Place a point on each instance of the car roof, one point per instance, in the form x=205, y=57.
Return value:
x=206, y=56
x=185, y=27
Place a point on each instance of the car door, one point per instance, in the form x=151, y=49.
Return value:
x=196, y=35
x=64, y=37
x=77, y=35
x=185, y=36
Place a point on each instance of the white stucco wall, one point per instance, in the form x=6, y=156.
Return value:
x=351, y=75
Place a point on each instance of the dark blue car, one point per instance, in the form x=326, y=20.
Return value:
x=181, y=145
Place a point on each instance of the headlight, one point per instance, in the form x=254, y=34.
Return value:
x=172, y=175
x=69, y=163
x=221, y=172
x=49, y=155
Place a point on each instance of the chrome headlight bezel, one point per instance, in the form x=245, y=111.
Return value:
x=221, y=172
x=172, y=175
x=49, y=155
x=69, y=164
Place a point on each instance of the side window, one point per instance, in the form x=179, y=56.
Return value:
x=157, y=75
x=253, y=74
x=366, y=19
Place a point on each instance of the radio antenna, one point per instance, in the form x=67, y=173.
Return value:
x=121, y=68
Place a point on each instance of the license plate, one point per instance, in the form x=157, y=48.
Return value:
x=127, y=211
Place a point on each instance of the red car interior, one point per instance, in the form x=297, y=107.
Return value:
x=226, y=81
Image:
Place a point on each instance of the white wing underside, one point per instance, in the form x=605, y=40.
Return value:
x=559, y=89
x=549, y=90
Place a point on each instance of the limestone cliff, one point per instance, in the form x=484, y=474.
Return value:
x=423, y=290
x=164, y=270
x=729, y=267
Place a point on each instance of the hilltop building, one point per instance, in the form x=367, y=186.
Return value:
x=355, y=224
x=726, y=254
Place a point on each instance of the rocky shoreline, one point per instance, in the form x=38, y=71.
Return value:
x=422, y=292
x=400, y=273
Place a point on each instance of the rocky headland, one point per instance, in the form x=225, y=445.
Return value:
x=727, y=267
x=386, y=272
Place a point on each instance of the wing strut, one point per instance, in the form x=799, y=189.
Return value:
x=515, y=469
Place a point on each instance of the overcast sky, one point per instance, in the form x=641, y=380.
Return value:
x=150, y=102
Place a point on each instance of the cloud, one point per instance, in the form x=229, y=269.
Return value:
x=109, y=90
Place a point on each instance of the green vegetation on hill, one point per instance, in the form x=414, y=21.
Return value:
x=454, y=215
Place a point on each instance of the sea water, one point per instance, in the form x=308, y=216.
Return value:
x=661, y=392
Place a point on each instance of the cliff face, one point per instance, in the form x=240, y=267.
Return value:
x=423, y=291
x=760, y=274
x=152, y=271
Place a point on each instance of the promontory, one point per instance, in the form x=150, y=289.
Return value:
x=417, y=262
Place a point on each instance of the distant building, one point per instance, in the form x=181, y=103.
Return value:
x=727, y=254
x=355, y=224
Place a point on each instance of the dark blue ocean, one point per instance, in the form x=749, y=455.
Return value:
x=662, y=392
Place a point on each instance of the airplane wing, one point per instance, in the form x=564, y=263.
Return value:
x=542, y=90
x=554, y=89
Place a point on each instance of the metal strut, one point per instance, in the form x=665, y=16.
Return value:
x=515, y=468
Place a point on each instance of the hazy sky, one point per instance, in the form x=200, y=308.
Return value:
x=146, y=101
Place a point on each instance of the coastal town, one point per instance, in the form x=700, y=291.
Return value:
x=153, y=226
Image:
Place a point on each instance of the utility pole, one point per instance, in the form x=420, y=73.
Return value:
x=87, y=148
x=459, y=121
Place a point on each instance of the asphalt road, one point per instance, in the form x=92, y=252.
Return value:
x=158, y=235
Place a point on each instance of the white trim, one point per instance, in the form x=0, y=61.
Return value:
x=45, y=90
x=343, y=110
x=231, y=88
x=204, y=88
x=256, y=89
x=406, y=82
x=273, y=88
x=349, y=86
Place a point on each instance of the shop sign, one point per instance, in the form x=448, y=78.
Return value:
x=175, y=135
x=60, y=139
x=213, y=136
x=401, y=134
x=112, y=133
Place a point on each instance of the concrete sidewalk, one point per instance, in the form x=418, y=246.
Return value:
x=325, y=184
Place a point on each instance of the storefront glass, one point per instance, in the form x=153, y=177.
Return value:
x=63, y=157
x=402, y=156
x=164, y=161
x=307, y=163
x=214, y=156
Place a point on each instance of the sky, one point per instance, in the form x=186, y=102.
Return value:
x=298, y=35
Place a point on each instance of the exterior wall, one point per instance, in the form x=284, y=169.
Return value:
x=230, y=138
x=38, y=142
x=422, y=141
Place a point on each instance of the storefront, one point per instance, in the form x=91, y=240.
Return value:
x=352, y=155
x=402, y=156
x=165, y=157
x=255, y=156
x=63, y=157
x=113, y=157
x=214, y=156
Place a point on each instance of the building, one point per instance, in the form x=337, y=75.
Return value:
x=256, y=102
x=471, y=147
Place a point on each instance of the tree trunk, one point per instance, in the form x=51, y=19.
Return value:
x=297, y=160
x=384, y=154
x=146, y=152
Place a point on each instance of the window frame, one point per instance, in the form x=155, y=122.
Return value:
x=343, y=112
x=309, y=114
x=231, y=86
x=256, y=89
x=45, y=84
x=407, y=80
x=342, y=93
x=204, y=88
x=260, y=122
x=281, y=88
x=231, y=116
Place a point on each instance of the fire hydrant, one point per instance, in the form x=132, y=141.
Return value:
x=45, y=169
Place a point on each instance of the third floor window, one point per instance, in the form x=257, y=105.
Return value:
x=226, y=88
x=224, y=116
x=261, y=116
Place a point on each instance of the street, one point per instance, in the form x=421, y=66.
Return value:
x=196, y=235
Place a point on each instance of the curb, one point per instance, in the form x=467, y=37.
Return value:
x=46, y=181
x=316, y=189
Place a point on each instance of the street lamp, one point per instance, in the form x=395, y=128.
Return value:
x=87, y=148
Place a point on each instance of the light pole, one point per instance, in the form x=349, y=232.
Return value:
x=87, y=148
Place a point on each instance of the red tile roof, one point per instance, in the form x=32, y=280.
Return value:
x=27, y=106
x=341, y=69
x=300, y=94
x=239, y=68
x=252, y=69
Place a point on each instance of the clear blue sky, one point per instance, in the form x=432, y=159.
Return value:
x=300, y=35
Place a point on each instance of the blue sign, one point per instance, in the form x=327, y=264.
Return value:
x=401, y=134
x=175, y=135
--------------------------------
Copy all of the entries above word for word.

_ANSWER TO THIS TASK_
Place a point on each instance of the car roof, one point per instance, in the form x=205, y=57.
Return value:
x=206, y=56
x=185, y=27
Place a point on each instance of the car door, one point per instance, in the form x=151, y=49.
Return value:
x=196, y=35
x=64, y=37
x=77, y=35
x=185, y=36
Place a point on each instance of the white stucco wall, one point per instance, in the form x=6, y=156.
Return value:
x=351, y=75
Place a point on each instance of the dark blue car, one point per instance, in the form x=326, y=20.
Return value:
x=181, y=145
Place a point on each instance of the headlight, one point per instance, in the form x=254, y=34.
Return value:
x=172, y=175
x=69, y=163
x=221, y=172
x=49, y=155
Place a point on each instance of the chrome headlight bezel, one point per instance, in the form x=245, y=111.
Return value:
x=221, y=172
x=172, y=175
x=49, y=155
x=69, y=164
Place a point on each instance of the side window, one point per instance, in the form x=179, y=56.
Return value:
x=157, y=75
x=253, y=74
x=366, y=19
Place a point on each instance of the radio antenna, one point per instance, in the form x=67, y=173.
Return value:
x=121, y=68
Place a point on each instance of the license plate, one point per instance, in the form x=157, y=48.
Return value:
x=127, y=211
Place a point on each instance of the red car interior, one point per instance, in the form x=297, y=107.
Return value:
x=226, y=81
Image:
Place a point on each instance of the white wing underside, one point per instance, in the form x=605, y=40.
Return value:
x=559, y=89
x=549, y=90
Place a point on each instance of the limestone cliff, one point per instance, in the form x=484, y=474.
Return value:
x=423, y=290
x=164, y=270
x=729, y=267
Place a point on each instance of the hilltop building, one point per instance, in the form x=367, y=186.
Return value:
x=355, y=224
x=726, y=254
Place a point on each instance of the rocky shoreline, one point per instance, in the form x=38, y=71.
Return value:
x=422, y=292
x=400, y=273
Place a point on each instance of the rocky headland, one point per instance, in the form x=225, y=445.
Return value:
x=727, y=267
x=386, y=272
Place a point on each instance of the wing strut, one point per instance, in the form x=799, y=189.
Return value:
x=515, y=469
Place a point on each instance of the overcast sky, one point per instance, in the form x=641, y=380.
Return value:
x=150, y=102
Place a point on each instance of the cloud, one point per instance, in the form x=229, y=269.
Return value:
x=109, y=90
Place a point on each instance of the green vegetation on hill, one point per instance, in the form x=414, y=21.
Return value:
x=454, y=215
Place a point on each instance of the sea water, one point per instance, in the form x=308, y=216.
Return value:
x=661, y=392
Place a point on each instance of the cliff face, one point per instance, in the form x=240, y=267.
Return value:
x=423, y=291
x=760, y=274
x=152, y=271
Place a point on each instance of the promontory, one point per instance, in the form x=150, y=289.
Return value:
x=417, y=262
Place a point on each instance of the distant building, one point per instance, in the form x=181, y=103.
Return value:
x=727, y=254
x=355, y=224
Place a point on each instance of the dark blue ocean, one point per instance, in the form x=749, y=455.
Return value:
x=662, y=392
Place a point on each instance of the airplane wing, one point per instance, in the form x=564, y=263.
Return value:
x=542, y=90
x=554, y=89
Place a point on each instance of the metal strut, one point per instance, in the form x=665, y=16.
Return value:
x=515, y=468
Place a point on each instance of the hazy sky, one point per instance, in the form x=200, y=308.
Return value:
x=146, y=101
Place a point on each instance of the coastal town, one point per instance, in the form x=700, y=291.
Return value:
x=153, y=226
Image:
Place a point on each instance of the utility pole, one point per instance, in the form x=420, y=73.
Return value:
x=87, y=148
x=459, y=121
Place a point on each instance of the asphalt road, one point per instance, in the form x=92, y=252.
Return value:
x=158, y=235
Place a point on each instance of the white trim, one point per instance, in the form x=0, y=61.
Return value:
x=45, y=90
x=343, y=110
x=231, y=88
x=204, y=88
x=256, y=89
x=406, y=82
x=273, y=88
x=349, y=86
Place a point on each instance of the shop sign, one point per instance, in the form x=448, y=78.
Return value:
x=175, y=135
x=60, y=139
x=213, y=136
x=401, y=134
x=112, y=133
Place a point on each instance of the concrete sidewalk, one point per instance, in the form x=418, y=246.
Return value:
x=325, y=184
Place a point on each instance of the storefront glass, one point per instance, in the form x=153, y=177.
Return value:
x=63, y=157
x=402, y=156
x=164, y=161
x=307, y=163
x=214, y=156
Place a point on each instance of the sky, one point per instance, in the form x=186, y=102.
Return value:
x=298, y=35
Place a point on each instance of the exterior wall, one point per instance, in the form x=284, y=169.
Return value:
x=230, y=138
x=38, y=142
x=422, y=141
Place a point on each instance of the storefront, one point per instance, in the form x=91, y=240.
Return value:
x=352, y=155
x=402, y=156
x=165, y=157
x=255, y=156
x=63, y=157
x=113, y=157
x=214, y=156
Place a point on each instance of the building, one point per instance, in the form x=337, y=75.
Return value:
x=256, y=102
x=471, y=147
Place a point on each instance of the tree trunk, one point per instance, in the form x=51, y=19.
Return value:
x=297, y=160
x=384, y=154
x=146, y=152
Place a point on each instance of the window frame, one point per instance, in the form x=155, y=122.
Return value:
x=343, y=112
x=309, y=114
x=231, y=86
x=256, y=89
x=45, y=84
x=407, y=80
x=342, y=93
x=204, y=88
x=260, y=122
x=281, y=88
x=231, y=116
Place a point on each instance of the fire hydrant, one point per instance, in the form x=132, y=141.
Return value:
x=45, y=169
Place a point on each instance of the third floor window, one point per instance, in the form x=257, y=105.
Return value:
x=226, y=88
x=224, y=116
x=261, y=116
Place a point on each instance of the street, one point per instance, in the form x=421, y=66.
Return value:
x=196, y=235
Place a point on each instance of the curb, one point per instance, in the form x=467, y=37.
Return value:
x=46, y=181
x=316, y=189
Place a point on each instance of the street lamp, one point per instance, in the form x=395, y=128.
Return value:
x=87, y=148
Place a point on each instance of the light pole, one point per instance, in the form x=349, y=232.
Return value:
x=87, y=148
Place a point on each instance of the red tile roof, one point per instance, in the form x=32, y=280.
Return value:
x=27, y=106
x=341, y=69
x=300, y=94
x=239, y=68
x=252, y=69
Place a point on each instance of the clear blue sky, one point per instance, in the form x=432, y=159.
Return value:
x=300, y=35
Place a point on each instance of the blue sign, one point per instance, in the form x=327, y=264.
Return value:
x=401, y=134
x=175, y=135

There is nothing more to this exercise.